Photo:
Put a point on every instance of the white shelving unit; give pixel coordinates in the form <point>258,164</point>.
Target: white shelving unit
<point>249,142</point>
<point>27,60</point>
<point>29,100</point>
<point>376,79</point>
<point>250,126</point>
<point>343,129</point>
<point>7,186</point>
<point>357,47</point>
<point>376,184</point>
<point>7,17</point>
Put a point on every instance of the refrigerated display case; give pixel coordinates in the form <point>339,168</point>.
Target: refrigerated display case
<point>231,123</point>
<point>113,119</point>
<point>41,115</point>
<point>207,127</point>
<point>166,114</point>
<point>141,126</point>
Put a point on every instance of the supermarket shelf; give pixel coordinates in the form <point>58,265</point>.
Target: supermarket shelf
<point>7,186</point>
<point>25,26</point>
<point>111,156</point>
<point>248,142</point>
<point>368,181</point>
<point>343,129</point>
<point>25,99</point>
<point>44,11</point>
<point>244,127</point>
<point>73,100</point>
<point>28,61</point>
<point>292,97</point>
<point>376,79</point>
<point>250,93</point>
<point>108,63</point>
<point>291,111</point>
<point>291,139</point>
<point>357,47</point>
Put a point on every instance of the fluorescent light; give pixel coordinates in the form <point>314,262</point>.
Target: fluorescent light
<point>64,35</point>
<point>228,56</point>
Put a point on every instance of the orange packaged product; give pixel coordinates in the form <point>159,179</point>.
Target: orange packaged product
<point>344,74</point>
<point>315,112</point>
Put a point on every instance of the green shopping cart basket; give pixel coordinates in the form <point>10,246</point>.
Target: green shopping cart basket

··········

◆ Directions for this task: Your task is to transcribe, with no changes, only the lines of the listing above that lie between the line holding "Target: white shelving unit" and the line holding "Put a point on every instance of the refrigerated", inclusive.

◆ Exercise result:
Target: white shelving unit
<point>249,142</point>
<point>27,60</point>
<point>29,100</point>
<point>376,79</point>
<point>250,126</point>
<point>343,129</point>
<point>7,186</point>
<point>357,47</point>
<point>376,184</point>
<point>7,17</point>
Put a point on every instance of the refrigerated display case; give pixel coordinates in the form <point>339,168</point>.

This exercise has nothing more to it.